━━ GIVEN DATA ━━
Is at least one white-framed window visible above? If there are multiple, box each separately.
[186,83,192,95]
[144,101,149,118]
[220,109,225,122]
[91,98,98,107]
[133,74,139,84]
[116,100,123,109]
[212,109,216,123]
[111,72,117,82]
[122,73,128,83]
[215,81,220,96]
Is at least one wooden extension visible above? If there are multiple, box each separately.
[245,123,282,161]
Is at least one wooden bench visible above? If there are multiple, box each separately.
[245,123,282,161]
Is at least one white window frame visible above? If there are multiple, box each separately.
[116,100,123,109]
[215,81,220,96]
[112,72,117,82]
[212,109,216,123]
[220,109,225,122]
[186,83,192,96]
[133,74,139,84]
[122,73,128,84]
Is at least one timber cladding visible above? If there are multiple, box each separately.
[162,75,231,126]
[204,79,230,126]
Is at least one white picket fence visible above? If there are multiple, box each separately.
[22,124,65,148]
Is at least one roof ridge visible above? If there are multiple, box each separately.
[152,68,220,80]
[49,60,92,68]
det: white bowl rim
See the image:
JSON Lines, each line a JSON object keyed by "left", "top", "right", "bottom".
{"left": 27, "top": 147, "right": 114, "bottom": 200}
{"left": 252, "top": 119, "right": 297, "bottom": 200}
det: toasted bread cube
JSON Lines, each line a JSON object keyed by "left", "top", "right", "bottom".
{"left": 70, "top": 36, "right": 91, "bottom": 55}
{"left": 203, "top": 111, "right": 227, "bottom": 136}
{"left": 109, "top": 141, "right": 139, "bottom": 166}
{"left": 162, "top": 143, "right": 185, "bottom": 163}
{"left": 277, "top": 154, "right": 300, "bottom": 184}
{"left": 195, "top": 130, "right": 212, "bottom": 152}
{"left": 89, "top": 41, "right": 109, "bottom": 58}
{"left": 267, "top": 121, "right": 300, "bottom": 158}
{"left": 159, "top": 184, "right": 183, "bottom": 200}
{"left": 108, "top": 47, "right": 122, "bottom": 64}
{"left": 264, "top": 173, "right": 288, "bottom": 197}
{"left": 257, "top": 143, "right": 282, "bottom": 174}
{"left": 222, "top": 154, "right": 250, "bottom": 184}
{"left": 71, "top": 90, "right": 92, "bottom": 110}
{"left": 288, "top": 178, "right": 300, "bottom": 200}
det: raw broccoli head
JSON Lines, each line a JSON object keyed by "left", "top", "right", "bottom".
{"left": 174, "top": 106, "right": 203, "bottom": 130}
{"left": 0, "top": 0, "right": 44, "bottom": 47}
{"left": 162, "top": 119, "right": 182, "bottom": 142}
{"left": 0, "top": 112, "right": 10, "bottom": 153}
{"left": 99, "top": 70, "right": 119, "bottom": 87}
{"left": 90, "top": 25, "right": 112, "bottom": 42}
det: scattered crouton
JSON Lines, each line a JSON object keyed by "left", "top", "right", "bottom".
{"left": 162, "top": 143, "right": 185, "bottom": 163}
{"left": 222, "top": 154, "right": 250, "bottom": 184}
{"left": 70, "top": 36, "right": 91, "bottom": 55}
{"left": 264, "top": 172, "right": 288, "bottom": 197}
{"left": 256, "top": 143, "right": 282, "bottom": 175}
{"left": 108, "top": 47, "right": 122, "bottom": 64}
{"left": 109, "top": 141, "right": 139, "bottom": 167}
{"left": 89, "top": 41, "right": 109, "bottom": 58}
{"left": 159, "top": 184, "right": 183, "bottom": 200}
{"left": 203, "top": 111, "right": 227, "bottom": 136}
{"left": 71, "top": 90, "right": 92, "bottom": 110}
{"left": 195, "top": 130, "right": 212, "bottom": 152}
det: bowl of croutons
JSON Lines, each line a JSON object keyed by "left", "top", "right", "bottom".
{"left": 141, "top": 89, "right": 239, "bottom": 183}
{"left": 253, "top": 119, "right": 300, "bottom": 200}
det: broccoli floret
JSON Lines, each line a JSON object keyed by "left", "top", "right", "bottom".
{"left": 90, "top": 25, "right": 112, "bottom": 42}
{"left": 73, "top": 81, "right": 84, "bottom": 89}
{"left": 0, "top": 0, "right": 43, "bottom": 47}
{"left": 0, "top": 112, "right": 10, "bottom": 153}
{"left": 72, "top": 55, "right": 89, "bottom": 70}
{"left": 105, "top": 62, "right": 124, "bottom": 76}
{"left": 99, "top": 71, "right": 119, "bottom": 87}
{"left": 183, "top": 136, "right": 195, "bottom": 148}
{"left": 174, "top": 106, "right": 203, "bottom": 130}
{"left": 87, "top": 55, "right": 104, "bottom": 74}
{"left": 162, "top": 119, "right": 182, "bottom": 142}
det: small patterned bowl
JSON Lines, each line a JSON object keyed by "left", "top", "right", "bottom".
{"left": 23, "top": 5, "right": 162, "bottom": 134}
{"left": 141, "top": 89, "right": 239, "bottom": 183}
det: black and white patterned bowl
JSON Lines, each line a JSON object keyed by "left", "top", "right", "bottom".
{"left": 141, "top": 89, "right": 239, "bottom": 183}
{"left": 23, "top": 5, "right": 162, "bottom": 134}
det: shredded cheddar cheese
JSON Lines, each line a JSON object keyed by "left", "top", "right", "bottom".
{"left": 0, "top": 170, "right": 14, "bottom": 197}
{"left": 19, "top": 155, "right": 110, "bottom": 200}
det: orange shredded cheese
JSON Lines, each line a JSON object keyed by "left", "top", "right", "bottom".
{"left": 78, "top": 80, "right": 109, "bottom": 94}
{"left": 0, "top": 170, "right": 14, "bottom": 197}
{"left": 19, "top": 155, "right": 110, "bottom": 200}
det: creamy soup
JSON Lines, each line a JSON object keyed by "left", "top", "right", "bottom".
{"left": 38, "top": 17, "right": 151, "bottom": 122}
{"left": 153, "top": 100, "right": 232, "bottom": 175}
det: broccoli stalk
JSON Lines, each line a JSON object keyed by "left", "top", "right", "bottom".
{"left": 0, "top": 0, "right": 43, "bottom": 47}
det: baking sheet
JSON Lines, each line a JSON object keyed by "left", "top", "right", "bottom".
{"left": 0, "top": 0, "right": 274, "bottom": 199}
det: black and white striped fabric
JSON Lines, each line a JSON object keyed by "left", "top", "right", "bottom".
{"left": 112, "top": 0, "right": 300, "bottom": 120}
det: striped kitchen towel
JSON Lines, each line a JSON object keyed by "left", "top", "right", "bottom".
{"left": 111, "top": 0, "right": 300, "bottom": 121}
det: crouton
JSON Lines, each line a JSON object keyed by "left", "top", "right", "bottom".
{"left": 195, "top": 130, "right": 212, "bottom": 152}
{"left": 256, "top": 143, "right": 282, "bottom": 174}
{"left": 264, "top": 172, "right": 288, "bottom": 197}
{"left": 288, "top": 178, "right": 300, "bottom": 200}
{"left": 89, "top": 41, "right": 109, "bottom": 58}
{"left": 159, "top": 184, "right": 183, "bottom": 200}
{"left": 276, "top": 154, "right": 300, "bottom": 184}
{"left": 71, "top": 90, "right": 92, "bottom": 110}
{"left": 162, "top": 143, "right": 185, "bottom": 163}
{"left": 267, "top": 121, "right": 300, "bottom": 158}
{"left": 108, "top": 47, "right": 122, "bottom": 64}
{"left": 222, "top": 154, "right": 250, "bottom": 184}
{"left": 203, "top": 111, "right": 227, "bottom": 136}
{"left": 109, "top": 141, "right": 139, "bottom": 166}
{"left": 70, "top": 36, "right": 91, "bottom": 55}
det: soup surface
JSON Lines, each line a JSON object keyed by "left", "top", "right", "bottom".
━━━
ASSIGNMENT :: Would you print exactly, and only, the lines of the data above from the line with "Is at least one timber" through the line with "det: toasted bread cube", inclusive?

ANSWER SECTION ::
Is at least one timber cladding visible above? If there are multiple, box each separately.
[162,75,231,126]
[204,79,230,126]
Is at least one white picket fence visible above? If there are multiple, box each separately.
[22,124,65,148]
Is at least one roof ridge visible above? If there are multiple, box each separately.
[152,68,220,80]
[49,60,92,68]
det: white bowl rim
See the image:
JSON Lines, each line a JSON object keyed by "left", "top", "right", "bottom".
{"left": 27, "top": 147, "right": 114, "bottom": 200}
{"left": 252, "top": 119, "right": 297, "bottom": 200}
det: toasted bread cube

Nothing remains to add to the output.